(Stored dataset items)

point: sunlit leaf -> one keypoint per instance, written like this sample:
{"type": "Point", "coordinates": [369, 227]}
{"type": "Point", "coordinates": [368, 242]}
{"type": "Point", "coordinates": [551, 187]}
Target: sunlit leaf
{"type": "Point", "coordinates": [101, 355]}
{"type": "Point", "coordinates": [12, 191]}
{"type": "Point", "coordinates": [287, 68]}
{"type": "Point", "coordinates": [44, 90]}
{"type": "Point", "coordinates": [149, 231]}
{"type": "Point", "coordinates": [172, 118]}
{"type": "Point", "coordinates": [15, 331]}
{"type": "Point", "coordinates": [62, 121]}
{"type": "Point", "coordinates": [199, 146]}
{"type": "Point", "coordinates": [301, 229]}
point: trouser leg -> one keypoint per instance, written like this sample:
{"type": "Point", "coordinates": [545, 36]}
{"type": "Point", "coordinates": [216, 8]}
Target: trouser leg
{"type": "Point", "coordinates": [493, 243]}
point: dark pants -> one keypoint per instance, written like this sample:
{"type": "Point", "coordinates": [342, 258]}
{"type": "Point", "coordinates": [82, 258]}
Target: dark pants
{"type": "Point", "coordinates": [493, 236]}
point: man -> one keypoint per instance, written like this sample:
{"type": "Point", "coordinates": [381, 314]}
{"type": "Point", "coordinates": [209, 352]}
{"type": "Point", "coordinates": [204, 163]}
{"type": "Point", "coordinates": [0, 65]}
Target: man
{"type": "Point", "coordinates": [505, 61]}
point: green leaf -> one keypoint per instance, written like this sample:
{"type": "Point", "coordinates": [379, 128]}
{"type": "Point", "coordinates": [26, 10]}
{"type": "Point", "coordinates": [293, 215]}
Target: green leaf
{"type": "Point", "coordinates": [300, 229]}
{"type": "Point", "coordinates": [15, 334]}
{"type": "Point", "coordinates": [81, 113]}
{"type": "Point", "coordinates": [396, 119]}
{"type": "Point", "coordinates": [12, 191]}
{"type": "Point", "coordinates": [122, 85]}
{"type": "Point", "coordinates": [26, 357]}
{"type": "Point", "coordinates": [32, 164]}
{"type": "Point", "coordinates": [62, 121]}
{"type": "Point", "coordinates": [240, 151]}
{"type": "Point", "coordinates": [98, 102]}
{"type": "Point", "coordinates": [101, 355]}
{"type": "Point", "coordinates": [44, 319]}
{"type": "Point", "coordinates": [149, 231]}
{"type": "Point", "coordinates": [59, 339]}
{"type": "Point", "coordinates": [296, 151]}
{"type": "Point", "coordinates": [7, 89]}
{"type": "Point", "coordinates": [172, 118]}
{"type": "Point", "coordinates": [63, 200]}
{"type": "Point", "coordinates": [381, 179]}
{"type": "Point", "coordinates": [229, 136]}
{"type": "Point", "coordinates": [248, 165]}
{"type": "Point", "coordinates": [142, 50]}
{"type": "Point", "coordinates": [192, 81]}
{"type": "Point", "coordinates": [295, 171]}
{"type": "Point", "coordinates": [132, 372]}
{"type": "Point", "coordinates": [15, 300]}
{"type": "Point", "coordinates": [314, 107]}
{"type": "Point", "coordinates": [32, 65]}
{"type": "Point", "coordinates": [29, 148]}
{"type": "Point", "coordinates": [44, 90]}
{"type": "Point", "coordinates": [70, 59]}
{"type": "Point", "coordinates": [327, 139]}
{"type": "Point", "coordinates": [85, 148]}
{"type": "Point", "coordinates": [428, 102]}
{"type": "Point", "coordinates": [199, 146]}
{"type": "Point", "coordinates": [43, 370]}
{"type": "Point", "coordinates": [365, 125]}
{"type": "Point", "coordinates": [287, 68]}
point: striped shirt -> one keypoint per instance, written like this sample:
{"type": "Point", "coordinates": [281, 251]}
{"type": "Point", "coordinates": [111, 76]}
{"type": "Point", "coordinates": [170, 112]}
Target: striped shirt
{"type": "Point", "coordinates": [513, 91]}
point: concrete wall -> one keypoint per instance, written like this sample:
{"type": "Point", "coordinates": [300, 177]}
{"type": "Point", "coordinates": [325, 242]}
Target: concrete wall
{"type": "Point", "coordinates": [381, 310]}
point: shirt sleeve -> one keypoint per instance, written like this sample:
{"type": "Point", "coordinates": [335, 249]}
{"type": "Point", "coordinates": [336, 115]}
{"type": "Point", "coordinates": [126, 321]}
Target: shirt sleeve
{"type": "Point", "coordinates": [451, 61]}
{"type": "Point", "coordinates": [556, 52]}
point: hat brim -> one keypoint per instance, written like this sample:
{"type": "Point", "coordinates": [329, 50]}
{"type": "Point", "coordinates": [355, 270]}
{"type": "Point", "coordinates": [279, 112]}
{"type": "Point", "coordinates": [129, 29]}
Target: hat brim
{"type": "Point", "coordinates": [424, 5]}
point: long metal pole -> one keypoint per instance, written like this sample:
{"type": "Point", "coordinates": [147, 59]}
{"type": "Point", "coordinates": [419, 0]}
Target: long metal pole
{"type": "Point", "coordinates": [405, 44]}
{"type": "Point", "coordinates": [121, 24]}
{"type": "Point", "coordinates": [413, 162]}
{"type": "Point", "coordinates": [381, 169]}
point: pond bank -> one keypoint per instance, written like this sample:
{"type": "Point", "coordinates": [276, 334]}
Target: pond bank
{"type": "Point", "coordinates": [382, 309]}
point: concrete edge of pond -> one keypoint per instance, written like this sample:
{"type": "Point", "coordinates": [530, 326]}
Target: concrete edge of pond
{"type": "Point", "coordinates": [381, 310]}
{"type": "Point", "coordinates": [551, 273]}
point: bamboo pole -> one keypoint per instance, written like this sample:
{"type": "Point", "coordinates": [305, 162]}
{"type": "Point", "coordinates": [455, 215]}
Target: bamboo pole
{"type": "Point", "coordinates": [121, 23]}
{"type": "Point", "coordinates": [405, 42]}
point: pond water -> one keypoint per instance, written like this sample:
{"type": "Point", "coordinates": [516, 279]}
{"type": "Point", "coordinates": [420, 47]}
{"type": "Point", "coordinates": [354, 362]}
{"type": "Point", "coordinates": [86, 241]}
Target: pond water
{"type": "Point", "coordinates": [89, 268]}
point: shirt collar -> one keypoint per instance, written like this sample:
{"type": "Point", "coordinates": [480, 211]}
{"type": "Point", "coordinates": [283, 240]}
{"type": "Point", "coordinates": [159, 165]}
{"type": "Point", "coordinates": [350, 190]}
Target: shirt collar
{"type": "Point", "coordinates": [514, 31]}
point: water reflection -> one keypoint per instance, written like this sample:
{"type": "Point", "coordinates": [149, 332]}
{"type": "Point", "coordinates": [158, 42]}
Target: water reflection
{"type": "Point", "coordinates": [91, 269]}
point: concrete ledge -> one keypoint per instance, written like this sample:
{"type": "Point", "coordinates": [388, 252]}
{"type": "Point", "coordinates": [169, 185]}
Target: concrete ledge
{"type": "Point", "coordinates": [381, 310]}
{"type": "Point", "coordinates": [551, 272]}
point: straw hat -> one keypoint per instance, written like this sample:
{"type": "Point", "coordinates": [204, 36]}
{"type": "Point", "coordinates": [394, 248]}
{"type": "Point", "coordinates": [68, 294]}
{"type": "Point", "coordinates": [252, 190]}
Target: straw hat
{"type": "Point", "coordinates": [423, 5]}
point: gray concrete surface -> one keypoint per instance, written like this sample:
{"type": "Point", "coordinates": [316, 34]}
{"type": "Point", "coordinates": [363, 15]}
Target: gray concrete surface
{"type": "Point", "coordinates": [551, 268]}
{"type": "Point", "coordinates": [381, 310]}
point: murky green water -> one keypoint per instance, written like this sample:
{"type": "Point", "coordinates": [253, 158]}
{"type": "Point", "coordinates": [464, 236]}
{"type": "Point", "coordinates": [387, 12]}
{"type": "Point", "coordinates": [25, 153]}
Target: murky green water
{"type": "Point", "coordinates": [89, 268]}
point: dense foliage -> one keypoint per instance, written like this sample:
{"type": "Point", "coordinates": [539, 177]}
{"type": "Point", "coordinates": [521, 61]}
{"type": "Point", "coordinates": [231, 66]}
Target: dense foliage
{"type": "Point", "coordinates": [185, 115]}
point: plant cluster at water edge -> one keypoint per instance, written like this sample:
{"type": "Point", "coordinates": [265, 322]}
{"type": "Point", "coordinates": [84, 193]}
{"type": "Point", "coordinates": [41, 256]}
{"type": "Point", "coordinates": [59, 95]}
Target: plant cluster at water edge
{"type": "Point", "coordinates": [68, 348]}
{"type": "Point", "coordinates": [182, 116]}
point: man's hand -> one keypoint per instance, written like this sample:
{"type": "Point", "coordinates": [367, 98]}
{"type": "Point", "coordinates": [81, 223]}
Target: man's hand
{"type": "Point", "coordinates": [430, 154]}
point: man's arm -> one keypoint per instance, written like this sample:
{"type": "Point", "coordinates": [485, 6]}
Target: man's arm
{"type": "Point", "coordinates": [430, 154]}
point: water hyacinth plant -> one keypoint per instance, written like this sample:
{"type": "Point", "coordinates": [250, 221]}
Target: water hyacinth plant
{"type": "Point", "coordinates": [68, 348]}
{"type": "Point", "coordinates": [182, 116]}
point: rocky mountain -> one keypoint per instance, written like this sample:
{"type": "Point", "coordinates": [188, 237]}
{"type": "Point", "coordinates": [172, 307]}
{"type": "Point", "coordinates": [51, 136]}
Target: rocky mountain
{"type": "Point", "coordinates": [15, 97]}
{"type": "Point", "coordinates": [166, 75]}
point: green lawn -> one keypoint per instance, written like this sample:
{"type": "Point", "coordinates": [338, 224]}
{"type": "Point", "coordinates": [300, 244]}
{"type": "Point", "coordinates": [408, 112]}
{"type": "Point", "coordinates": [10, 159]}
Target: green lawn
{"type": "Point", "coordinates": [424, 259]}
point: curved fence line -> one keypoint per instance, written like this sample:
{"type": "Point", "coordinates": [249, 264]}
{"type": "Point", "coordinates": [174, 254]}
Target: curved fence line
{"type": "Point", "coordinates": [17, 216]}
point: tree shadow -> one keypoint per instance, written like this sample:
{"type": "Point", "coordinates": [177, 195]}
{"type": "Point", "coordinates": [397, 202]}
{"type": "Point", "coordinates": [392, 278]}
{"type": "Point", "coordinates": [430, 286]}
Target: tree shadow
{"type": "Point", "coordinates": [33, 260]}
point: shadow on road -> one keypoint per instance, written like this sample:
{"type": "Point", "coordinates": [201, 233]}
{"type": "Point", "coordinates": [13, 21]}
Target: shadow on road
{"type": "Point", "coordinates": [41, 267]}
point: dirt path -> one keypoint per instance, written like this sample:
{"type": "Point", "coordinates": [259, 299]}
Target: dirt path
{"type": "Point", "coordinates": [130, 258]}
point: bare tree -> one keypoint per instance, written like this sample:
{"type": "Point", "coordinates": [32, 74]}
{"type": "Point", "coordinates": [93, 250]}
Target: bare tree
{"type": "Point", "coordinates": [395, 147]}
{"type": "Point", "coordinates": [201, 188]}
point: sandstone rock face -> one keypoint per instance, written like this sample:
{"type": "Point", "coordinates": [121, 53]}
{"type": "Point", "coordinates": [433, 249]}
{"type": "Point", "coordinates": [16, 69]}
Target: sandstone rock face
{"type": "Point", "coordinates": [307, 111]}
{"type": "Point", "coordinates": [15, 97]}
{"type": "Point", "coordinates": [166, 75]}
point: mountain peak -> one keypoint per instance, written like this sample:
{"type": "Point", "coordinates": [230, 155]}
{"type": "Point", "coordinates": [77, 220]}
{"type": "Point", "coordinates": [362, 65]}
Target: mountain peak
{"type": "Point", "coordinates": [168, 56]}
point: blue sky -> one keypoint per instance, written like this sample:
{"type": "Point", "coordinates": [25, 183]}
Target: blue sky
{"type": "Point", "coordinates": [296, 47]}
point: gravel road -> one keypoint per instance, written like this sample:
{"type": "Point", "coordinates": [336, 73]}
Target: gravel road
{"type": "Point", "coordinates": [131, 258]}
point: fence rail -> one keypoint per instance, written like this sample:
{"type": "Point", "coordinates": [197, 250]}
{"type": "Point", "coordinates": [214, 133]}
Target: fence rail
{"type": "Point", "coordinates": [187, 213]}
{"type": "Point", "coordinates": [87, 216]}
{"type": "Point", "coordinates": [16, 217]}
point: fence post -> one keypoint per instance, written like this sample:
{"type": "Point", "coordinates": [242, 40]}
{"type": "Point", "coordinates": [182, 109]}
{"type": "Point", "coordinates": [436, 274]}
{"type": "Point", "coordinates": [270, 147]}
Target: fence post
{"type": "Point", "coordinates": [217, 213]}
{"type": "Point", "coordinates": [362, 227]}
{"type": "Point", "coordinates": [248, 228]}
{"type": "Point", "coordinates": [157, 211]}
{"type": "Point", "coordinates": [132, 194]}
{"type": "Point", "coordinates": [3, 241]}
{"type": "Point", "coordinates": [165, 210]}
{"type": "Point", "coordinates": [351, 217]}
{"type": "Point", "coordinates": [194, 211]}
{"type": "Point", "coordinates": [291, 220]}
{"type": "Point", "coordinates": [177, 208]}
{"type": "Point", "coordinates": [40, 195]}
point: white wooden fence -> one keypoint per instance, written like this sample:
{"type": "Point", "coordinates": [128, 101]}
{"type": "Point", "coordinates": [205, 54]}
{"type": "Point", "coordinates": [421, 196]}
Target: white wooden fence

What the task asks:
Extract the lines above from the one containing "point: fence post" to the last line, both included, exactly as written.

Result of the task:
point: fence post -> one keypoint per instance, written like this sample:
{"type": "Point", "coordinates": [242, 40]}
{"type": "Point", "coordinates": [182, 109]}
{"type": "Point", "coordinates": [436, 274]}
{"type": "Point", "coordinates": [270, 147]}
Target: fence post
{"type": "Point", "coordinates": [217, 213]}
{"type": "Point", "coordinates": [362, 227]}
{"type": "Point", "coordinates": [248, 228]}
{"type": "Point", "coordinates": [157, 211]}
{"type": "Point", "coordinates": [132, 194]}
{"type": "Point", "coordinates": [3, 241]}
{"type": "Point", "coordinates": [165, 210]}
{"type": "Point", "coordinates": [351, 217]}
{"type": "Point", "coordinates": [194, 211]}
{"type": "Point", "coordinates": [291, 220]}
{"type": "Point", "coordinates": [177, 208]}
{"type": "Point", "coordinates": [40, 195]}
point: white wooden fence -> one keypoint per instance, written like this sample:
{"type": "Point", "coordinates": [128, 101]}
{"type": "Point", "coordinates": [205, 54]}
{"type": "Point", "coordinates": [421, 196]}
Target: white wooden fence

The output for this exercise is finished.